* TAREFA A CUMPRIR *
Retome o texto sobre o filme de Lanthimos e dê continuidade a ele a partir da última frase.

* TEXTO FORNECIDO *
Desta vez, Lanthimos vai nos contar a história de Bella, uma personagem feminina grávida que se joga de uma ponte. Baseado no livro homônimo de Alasdair Grey que referencia o clássico “Frankenstein”, o filme mostra um cientista esquisito e brilhante chamado dr. Godwin Baxter (Willem Dafoe), que encontra seu corpo e resolve fazer o experimento de transplantar o cérebro do bebê para o corpo da mãe e depois reanimá-la. O resultado é uma mãe-filha, que não é exatamente nem uma nem outra. Bella vai chamar o dr. Godwin apenas de God, o que vem a calhar, já que ela é a criatura e ele, o criador.

* DADOS FORNECIDOS *
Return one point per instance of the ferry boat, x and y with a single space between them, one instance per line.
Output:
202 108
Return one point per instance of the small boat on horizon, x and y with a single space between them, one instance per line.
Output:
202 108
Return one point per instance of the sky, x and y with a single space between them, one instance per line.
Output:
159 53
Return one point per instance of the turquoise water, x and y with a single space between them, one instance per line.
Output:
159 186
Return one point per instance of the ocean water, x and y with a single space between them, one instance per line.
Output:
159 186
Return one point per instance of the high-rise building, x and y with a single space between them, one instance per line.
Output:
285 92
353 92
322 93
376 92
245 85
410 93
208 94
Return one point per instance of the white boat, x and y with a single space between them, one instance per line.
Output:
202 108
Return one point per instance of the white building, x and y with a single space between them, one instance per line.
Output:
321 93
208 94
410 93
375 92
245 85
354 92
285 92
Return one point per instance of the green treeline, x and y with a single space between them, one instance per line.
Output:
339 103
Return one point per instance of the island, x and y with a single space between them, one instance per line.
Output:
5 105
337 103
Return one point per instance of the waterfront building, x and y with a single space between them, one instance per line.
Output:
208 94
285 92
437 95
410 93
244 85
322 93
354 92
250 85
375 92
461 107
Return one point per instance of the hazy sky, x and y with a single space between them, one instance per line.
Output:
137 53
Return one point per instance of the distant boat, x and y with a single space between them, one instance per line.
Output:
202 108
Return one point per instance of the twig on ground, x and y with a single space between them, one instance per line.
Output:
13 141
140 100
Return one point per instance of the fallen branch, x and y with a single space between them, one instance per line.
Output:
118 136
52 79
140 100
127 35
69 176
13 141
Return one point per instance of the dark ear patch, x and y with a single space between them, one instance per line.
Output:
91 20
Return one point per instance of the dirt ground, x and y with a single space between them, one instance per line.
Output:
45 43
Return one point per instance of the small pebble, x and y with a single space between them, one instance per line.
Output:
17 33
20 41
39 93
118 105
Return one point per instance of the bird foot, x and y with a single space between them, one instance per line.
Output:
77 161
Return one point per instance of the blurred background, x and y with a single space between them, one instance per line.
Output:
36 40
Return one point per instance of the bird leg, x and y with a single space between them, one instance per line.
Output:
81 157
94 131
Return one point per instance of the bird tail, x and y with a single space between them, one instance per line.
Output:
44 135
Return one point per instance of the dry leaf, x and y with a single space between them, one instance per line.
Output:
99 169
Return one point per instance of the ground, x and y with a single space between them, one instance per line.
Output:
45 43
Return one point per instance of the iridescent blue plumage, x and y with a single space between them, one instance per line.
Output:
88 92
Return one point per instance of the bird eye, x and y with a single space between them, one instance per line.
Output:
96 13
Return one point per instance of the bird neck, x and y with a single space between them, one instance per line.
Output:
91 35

* RESULTADO DA TAREFA *
Fabiane Secches da Revista Cult nos conta que “O livro traz diferentes perspectivas e formas narrativas para contar a história (...): de desenhos anatômicos a mapas, passando por trechos escritos à mão. Ainda que a fidelidade à obra original não seja critério de aferição de qualidade de uma adaptação, Lanthimos, com a ajuda do roteirista Tony McNamara, consegue transpor para a tela esses elementos de forma integrada e harmoniosa. A única perda significativa é que Bella, no romance de Gray, também poderia ser lida como uma representação da Escócia como era vista pelo autor. Já Lanthimos escolheu a Inglaterra como ponto de partida de seu ‘Pobres Criaturas’. (...) Há outras referências importantes, sendo a mais óbvia ‘Frankenstein’ (1818), de Mary Shelley. Dessa vez, no entanto, a criatura é uma mulher. E essa diferença é explorada com complexidade pelo diretor e por Emma Stone, que está impecável no papel”.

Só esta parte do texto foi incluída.